__Task prompt__:
Each line with the string "dirt" is to be copied from the records below.

__Given data__:
________

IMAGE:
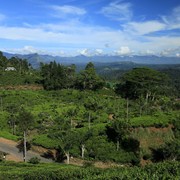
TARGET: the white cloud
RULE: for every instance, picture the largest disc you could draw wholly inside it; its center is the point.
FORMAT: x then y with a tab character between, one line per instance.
64	11
84	52
177	54
143	28
2	17
118	10
98	52
172	20
124	50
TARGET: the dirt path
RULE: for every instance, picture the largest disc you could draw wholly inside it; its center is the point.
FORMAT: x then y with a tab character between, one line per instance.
9	147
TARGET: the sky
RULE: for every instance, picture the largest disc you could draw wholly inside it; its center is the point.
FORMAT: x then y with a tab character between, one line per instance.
90	27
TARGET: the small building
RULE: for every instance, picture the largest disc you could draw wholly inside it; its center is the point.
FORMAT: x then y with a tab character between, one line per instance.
10	69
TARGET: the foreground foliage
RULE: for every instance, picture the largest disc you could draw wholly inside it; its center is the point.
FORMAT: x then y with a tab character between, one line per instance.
166	170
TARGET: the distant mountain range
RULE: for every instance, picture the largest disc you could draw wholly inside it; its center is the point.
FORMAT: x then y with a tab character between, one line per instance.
35	59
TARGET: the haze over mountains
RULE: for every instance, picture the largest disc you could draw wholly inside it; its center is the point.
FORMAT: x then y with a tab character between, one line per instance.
35	59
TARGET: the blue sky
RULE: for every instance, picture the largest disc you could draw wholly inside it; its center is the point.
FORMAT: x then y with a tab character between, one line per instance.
92	27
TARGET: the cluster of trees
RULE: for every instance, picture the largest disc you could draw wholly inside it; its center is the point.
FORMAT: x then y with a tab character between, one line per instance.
56	76
21	65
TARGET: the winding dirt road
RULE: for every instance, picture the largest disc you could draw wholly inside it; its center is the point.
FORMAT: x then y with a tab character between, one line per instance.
9	146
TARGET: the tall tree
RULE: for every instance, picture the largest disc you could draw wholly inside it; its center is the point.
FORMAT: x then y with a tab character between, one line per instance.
88	79
142	82
25	121
54	76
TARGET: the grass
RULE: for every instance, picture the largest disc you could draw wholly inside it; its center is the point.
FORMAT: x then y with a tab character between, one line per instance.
8	135
20	171
44	141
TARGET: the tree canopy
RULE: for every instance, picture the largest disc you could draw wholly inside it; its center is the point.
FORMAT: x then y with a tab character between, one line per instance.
142	82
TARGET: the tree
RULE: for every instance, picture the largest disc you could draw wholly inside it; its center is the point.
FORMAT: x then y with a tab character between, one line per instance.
91	104
25	121
88	79
3	61
142	82
54	76
66	140
117	131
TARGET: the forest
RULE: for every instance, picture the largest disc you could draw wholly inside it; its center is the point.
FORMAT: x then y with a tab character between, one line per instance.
130	118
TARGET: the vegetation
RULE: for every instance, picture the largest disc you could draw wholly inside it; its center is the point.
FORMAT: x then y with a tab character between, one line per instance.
79	115
166	170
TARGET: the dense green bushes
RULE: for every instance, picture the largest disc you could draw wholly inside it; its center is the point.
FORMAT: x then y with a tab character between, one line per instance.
166	170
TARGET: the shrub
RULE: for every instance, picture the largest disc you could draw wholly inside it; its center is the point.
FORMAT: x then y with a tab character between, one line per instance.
34	160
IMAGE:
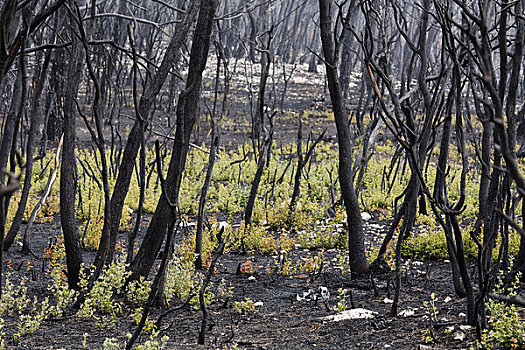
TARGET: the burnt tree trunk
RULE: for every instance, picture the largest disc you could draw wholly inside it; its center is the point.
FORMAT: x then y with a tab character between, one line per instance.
186	116
356	246
68	180
134	139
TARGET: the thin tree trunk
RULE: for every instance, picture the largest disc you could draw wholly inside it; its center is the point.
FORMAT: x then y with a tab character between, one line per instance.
68	177
356	246
186	116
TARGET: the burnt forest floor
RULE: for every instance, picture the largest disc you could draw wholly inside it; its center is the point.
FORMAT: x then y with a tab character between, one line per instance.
279	321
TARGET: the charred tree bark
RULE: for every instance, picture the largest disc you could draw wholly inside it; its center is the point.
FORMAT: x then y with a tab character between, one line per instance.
356	247
139	127
186	116
68	177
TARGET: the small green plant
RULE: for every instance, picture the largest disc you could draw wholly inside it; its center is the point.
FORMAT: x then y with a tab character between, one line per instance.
312	263
110	344
29	322
100	297
63	295
505	328
341	304
429	336
244	307
138	291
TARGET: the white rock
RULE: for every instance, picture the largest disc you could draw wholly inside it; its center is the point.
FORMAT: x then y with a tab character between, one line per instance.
366	216
407	313
352	314
325	293
459	336
376	227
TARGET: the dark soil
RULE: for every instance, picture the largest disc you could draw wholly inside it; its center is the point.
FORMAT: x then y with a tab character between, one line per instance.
281	322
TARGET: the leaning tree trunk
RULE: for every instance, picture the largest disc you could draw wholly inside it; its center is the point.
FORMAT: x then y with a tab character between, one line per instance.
186	116
68	181
134	140
356	246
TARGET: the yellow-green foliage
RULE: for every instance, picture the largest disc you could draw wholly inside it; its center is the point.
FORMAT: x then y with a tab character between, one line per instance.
506	329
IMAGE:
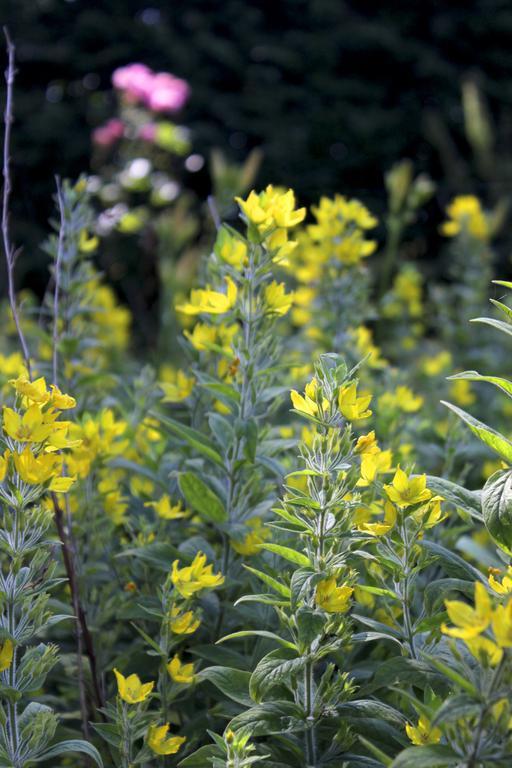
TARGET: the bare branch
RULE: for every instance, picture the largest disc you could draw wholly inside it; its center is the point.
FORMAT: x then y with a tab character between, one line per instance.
56	278
10	252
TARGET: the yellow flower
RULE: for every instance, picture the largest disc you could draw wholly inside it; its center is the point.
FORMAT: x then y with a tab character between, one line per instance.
469	622
271	208
130	689
208	302
407	401
180	673
177	390
160	743
31	391
484	649
367	444
503	587
60	400
4	464
33	427
251	543
164	509
373	464
183	623
352	406
502	625
308	403
87	244
423	733
276	299
195	577
332	598
230	249
379	528
406	491
465	214
202	336
6	654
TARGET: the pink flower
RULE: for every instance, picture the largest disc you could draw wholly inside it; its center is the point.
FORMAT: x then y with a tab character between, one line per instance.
108	134
168	94
135	80
147	132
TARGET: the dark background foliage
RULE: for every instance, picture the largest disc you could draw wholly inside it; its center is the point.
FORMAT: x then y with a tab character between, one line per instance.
334	92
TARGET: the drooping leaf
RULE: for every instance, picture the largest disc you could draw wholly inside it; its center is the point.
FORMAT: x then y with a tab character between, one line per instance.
487	435
201	498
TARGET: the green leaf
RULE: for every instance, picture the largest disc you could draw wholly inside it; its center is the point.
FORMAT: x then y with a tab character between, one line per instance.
258	633
497	508
280	588
498	324
289	554
487	435
72	745
453	675
274	669
432	756
201	757
195	439
469	501
234	683
201	498
504	384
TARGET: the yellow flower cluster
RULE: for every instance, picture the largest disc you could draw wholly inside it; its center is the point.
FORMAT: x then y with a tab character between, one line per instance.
195	577
470	624
34	435
465	214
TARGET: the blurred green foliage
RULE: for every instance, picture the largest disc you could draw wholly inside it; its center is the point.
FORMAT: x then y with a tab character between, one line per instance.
334	92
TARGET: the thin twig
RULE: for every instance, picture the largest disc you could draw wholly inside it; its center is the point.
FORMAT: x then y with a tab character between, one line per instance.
10	252
82	629
56	279
214	212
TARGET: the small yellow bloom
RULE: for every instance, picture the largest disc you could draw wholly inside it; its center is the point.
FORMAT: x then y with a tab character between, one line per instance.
502	625
130	689
195	577
180	673
406	491
162	744
165	510
183	623
503	587
177	390
208	302
308	403
352	406
87	244
373	464
367	444
277	301
469	622
6	654
33	427
466	215
332	598
423	733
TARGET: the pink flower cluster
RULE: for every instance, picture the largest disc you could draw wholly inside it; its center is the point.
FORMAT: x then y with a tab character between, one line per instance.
108	134
158	91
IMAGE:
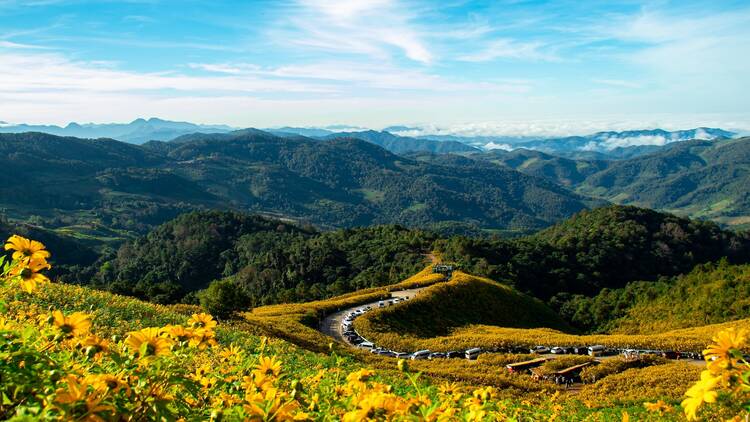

________

__The answer__:
TARGET: the dirt path
TARGET: the winding dirt road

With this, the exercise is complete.